## Texto mostrado
▼
Jesús, el Buen Samaritano

 
El Señor no ha querido abolir la antigua ley, sino llevarla a plenitud. Los mandamientos constituyen un camino de vida; un camino accesible. Para conocerlos y cumplirnos no es preciso “subir al cielo” ni tampoco “atravesar el mar”: “El mandamiento está muy cerca de ti: En tu corazón y en tu boca. Cúmplelo” (cf Dt 30,10-14). Dios, desde la creación, había grabado estos preceptos en el corazón de los hombres, para que, escuchando la voz de la conciencia moral, pudiésemos orientar, según ellos, nuestra vida.
Esta capacidad para descubrir los deberes esenciales que debemos cumplir se ve oscurecida por el influjo del pecado, que aparta nuestra mirada de la verdad y desvía nuestra voluntad del bien. El egoísmo, la soberbia, el interés, la inclinación al mal, nos llevan, con frecuencia, a confundir las cosas, a llamar, en ocasiones, mentira a lo que es verdad, o mal a lo que es bien. ¿Cómo explicar, sin esta penumbra que causa el pecado, la reivindicación como derecho, como algo justo, de lo que, en sí mismo, es injusto? Esta perversión del juicio y del lenguaje se manifiesta en toda su crudeza en nuestro mundo; por ejemplo en la defensa del aborto como un pretendido derecho.
▲
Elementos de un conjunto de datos
▼
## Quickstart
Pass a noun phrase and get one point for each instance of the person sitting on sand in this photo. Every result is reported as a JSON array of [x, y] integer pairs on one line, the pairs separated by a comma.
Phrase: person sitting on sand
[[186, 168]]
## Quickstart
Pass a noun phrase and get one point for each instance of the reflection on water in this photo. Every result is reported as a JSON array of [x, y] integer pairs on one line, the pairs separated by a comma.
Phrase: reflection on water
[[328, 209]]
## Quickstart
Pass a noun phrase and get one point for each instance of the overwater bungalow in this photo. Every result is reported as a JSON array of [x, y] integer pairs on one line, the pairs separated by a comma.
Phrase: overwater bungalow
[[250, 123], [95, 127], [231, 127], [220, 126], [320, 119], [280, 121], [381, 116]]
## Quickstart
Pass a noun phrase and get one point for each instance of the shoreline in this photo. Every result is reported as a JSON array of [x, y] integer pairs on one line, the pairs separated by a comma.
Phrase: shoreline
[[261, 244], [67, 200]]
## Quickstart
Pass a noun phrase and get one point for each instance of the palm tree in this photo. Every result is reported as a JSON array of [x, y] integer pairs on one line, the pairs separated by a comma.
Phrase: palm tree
▲
## Descripción del ejercicio
Explica en una a tres oraciones por qué, según el texto mostrado, se oscurece la capacidad para descubrir los deberes esenciales que debemos cumplir.

## Respuesta escrita
Se oscurece por el influjo del pecado, que aparta nuestra mirada de la verdad y desvía nuestra voluntad del bien. Así, el egoísmo, la soberbia, el interés y la inclinación al mal nos llevan con frecuencia a confundir las cosas y a llamar mentira a lo que es verdad o mal a lo que es bien.